Unmodeled consequences. The agent does not simulate the second-order effects of its actions. Removing sandwiches from the menu cascaded into customer expectations and reputational drift. Over-ordering tomatoes cascaded into storage cost and spoilage. Emergency bakery orders cascaded into fee compounding. Each individual action looked locally rational. The sequence destroyed the cafe.

The side-effects literature in RL (Krakovna et al., arxiv 2010.07877; Attainable Utility Preservation, arxiv 2006.06547) has been working on this for five years without producing a deployable pattern. Anthropic's Project Vend write-up explicitly does not propose a fix. This is the under-tooled category.

The closest architectural fix today is forced reflection: require the agent to enumerate downstream impacts before executing a high-cost action, and have a second model judge the enumeration. It is more expensive than the action itself. For fiduciary contexts, it is probably worth it. The real progress here is a benchmark for sequence-level reasoning under fiduciary constraint, paired with a reference implementation of cascade-aware planning. Neither exists yet.

Local rationality, global ruin.

What's Missing

Three of the four categories are shippable today. Pre-flight grounding, budget envelopes, judge models, working-hours guardrails, scoped authority. None of these are research problems. They are software.

This is not only an operations-agent pattern. The Cursor agent that deleted a Railway production volume in nine seconds last month and the Replit agent that wiped a customer database during an explicit code freeze last July are the same failure mode in a different domain. Coding agents, operations agents, customer support agents. Real authority. No architectural layer.

The honest question is why these patterns are not already shipped at scale. The answer is probably that they trade off against the demo. A pre-flight-checking, judge-gated, budget-throttled agent is slower and looks less magical. The architectural fixes are known. The product incentive to deploy them is not.

If you only ship one of these first, ship the budget envelope. It is the cheapest to implement and catches the failures with the largest dollar tail.

____

* **ACTIVITY**
Answer these questions from the text on agent failures:
(a) What did over-ordering tomatoes cascade into?
(b) How long did the Cursor agent take to delete a Railway production volume?
(c) If only one fix is shipped first, which one does the text recommend?

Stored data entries
____

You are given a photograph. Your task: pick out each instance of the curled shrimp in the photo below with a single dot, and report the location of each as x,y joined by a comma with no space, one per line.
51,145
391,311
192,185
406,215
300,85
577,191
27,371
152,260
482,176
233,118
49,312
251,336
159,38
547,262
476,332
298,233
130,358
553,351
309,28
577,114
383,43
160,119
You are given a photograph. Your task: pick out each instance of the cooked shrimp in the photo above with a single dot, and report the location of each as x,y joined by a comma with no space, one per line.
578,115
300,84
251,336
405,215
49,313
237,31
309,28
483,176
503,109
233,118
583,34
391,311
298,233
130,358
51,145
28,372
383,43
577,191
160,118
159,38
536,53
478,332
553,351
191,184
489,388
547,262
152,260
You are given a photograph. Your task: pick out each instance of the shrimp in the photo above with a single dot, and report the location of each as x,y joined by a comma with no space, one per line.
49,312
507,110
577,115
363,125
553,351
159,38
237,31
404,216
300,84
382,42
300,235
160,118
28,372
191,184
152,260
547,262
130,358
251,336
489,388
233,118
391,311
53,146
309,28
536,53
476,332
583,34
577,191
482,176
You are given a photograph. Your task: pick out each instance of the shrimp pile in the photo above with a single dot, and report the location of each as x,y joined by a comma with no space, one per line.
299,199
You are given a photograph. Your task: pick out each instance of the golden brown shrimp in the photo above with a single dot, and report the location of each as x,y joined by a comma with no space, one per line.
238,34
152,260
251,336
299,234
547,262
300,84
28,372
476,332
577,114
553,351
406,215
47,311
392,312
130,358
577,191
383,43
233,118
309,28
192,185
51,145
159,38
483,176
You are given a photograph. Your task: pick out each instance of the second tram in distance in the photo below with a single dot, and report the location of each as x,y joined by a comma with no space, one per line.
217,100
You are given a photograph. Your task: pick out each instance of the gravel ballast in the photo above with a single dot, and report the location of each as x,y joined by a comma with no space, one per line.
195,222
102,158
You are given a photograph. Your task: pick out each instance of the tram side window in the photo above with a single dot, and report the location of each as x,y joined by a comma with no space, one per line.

____

* **RESULT OF THIS EXERCISE**
(a) Storage cost and spoilage.
(b) Nine seconds.
(c) The budget envelope.